**SHORT EXERCISE:**
Pick out each line in the material below that contains the string "building" and copy those lines unchanged, in their original order.
---------- GIVEN ENTRIES ----------
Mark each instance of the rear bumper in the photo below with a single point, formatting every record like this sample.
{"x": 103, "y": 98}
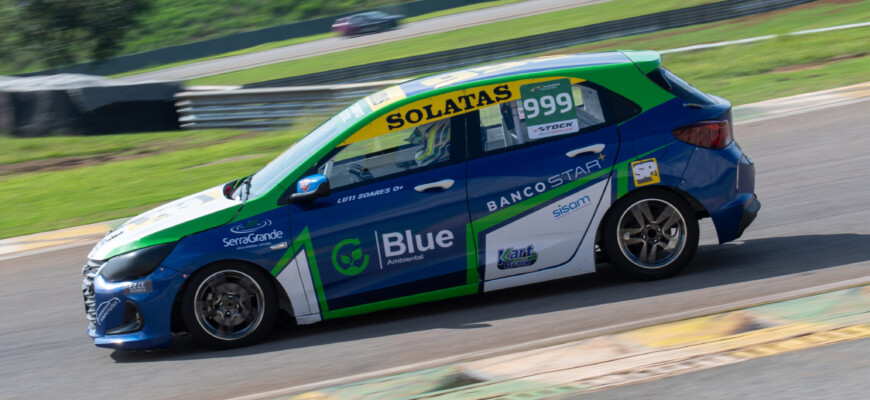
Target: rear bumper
----------
---------- GIVEN ENTRIES ----------
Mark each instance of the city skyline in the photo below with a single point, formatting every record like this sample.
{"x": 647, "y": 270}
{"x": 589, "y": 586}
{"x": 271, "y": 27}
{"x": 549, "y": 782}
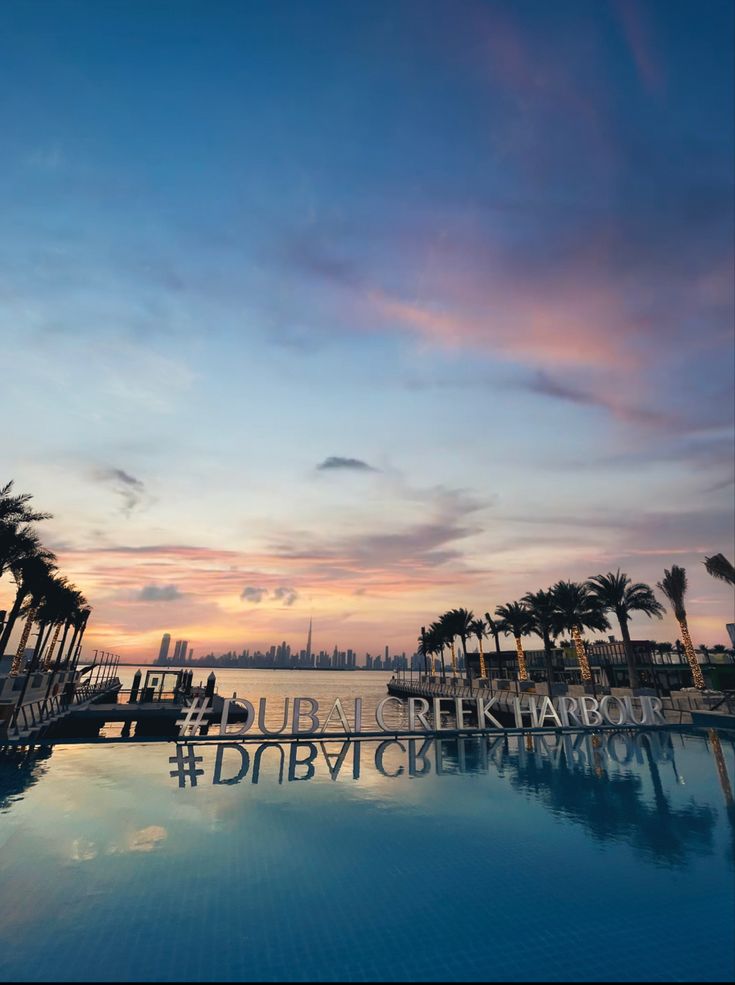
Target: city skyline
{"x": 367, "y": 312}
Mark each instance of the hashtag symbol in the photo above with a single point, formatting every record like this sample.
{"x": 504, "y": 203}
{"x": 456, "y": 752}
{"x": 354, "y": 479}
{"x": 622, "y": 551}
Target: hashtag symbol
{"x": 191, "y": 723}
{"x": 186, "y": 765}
----------
---------- GIVEN ENTRIES ----------
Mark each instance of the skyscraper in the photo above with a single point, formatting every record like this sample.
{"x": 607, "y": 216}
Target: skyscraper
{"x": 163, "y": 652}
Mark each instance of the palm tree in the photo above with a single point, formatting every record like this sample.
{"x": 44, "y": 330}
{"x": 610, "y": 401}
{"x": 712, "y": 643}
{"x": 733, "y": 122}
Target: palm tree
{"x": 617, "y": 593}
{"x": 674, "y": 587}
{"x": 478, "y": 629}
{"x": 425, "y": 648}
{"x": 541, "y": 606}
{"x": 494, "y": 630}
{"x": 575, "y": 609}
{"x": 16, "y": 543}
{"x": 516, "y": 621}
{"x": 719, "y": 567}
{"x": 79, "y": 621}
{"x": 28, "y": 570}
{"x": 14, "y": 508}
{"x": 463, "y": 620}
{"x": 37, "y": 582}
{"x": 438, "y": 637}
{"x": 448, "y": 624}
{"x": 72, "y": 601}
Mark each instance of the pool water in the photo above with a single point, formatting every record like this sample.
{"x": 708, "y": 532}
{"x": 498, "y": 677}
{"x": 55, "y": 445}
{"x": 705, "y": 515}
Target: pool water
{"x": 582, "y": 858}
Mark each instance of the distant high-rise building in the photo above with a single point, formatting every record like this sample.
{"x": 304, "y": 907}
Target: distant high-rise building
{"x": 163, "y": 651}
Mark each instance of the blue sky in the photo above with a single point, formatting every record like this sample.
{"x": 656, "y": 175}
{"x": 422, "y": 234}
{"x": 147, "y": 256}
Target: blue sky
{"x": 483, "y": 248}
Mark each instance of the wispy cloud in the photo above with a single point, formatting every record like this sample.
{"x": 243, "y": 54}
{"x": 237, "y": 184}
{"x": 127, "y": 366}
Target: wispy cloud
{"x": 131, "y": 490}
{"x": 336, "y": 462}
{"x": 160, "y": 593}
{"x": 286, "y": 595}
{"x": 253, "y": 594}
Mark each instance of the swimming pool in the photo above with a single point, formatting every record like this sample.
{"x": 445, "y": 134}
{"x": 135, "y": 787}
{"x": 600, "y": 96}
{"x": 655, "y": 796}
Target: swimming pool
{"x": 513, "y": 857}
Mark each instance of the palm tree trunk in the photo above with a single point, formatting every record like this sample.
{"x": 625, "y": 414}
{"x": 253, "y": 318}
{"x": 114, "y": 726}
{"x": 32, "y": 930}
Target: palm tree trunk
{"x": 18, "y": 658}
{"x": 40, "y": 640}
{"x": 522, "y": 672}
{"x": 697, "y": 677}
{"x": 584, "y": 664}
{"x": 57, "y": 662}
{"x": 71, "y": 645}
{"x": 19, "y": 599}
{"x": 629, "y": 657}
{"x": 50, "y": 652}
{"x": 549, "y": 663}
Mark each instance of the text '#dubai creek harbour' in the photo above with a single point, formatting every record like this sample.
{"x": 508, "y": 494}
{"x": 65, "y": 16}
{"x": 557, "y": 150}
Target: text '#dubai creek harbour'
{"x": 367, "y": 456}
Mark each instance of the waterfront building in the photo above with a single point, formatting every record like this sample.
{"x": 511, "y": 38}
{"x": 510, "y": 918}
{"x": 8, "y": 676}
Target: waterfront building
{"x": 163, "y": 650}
----------
**COMPLETE RESPONSE:**
Mark each instance of the distant high-rise building in the photo above with a single point, formatting every record like this sample.
Target: distant high-rise building
Mark each instance of the waterfront building in the photo above with a single point, formatting every record like this sample.
Target: waterfront building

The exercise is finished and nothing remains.